In reply to: Amit Langote (#60)

Re: progress report for ANALYZE

On Wed, Jan 22, 2020 at 03:06:52PM +0900, Amit Langote wrote:

Oops, really attached this time.

Thanks, applied. There were clearly two grammar mistakes in the first
patch sent by Justin. And your suggestions look fine to me. On top
of that, I have noticed that the indentation of the two tables in the
docs was rather inconsistent.
--
Michael

#62

Alvaro Herrera

alvherre@2ndquadrant.com

almost 6 years ago

In reply to: Tatsuro Yamada (#58)

Re: progress report for ANALYZE

On 2020-Jan-22, Tatsuro Yamada wrote:

Thanks for reviewing and committing the patch!
Hope this helps DBA. :-D

I'm sure it does!

P.S.
Next up is progress reporting for query execution?!

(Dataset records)

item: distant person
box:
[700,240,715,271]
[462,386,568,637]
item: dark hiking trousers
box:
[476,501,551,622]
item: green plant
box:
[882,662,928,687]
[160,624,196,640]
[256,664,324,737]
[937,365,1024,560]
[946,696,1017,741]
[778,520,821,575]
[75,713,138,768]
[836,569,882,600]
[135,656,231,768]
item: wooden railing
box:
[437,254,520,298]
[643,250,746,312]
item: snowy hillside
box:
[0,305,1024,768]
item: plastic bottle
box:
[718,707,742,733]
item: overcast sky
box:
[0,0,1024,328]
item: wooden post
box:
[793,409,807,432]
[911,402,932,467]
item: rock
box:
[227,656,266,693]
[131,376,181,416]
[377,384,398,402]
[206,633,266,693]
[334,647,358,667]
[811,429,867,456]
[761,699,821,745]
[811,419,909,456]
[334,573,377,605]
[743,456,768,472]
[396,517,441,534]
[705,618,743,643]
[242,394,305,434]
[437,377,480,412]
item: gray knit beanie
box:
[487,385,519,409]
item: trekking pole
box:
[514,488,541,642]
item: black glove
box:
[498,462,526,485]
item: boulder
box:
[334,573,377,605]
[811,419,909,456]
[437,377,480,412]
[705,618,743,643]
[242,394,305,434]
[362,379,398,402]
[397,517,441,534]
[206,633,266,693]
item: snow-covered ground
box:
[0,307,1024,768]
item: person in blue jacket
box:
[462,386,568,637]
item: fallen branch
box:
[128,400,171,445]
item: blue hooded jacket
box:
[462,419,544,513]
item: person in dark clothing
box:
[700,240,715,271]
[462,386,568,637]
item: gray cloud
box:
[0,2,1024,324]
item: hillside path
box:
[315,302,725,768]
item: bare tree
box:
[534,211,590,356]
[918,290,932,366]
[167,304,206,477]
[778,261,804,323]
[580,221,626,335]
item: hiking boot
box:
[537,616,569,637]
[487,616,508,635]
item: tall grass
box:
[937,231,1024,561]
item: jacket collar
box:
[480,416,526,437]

EXERCISE 1:
Answer these questions about the thread:
(a) How many grammar mistakes were clearly in the first patch sent by Justin?
(b) What was inconsistent about the two tables in the docs?
(c) What does Alvaro Herrera name as next up?
EXERCISE 2:
Gather every line of the entries that contains the word "blue".

TASK RESPONSE 1:
(a) Two.
(b) Their indentation.
(c) Progress reporting for query execution.

TASK RESPONSE 2:
item: person in blue jacket
item: blue hooded jacket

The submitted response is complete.